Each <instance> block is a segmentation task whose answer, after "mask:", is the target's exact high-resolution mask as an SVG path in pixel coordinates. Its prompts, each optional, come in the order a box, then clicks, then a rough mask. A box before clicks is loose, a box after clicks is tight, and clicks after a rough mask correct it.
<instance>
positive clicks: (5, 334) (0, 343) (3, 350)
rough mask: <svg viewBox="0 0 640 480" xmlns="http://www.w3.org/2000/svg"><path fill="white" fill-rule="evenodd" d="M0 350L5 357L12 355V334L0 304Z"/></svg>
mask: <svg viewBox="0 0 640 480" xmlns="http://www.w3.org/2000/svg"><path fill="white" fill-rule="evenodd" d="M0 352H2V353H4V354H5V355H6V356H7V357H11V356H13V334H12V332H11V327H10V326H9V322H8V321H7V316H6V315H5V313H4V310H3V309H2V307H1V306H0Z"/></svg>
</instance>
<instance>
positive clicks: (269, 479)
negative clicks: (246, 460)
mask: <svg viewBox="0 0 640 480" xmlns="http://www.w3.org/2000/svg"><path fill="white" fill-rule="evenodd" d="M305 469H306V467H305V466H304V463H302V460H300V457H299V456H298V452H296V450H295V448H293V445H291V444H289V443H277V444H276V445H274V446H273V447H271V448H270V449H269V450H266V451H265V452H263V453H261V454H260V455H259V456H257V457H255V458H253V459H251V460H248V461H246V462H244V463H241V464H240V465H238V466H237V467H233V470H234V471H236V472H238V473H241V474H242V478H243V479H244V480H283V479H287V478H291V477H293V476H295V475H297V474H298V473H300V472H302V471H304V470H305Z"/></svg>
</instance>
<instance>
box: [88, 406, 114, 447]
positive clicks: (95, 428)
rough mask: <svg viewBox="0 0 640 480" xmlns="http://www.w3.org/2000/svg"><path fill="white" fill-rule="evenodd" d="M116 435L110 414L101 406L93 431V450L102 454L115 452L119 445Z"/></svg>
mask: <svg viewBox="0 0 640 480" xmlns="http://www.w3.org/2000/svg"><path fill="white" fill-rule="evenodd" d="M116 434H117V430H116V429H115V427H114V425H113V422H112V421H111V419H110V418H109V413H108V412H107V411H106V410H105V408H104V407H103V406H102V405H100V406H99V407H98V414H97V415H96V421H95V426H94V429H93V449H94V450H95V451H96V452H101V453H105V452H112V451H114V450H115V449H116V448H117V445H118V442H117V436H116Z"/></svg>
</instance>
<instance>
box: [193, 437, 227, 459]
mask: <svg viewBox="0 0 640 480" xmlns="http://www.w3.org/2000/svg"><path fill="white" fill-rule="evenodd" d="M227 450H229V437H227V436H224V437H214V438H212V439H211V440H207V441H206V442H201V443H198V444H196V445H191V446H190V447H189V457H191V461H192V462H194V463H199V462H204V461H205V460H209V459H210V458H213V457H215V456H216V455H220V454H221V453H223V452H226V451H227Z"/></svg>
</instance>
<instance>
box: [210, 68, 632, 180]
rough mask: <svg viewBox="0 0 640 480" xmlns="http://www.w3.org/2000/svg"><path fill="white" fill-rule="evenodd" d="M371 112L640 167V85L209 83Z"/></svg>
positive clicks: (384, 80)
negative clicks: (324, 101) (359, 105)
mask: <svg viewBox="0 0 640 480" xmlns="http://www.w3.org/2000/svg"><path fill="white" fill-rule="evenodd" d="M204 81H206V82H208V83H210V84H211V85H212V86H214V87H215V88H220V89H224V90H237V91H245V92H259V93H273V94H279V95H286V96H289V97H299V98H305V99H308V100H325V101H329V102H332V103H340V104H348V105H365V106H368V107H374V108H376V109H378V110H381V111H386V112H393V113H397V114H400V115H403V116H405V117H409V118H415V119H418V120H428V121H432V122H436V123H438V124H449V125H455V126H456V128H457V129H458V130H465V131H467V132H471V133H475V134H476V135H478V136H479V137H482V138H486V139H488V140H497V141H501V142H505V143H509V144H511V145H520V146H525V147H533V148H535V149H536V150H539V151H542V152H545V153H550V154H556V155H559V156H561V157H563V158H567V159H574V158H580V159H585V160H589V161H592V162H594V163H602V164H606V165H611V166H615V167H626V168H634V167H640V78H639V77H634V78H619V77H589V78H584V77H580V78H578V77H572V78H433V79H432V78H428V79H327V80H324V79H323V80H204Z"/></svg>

▸ **BRIEF**
Scan the entries above for the string "positive" and copy each line containing it.

▸ **RESULT OF THIS TASK**
positive clicks: (5, 334) (0, 343) (3, 350)
positive clicks: (269, 479)
positive clicks: (95, 428)
positive clicks: (384, 80)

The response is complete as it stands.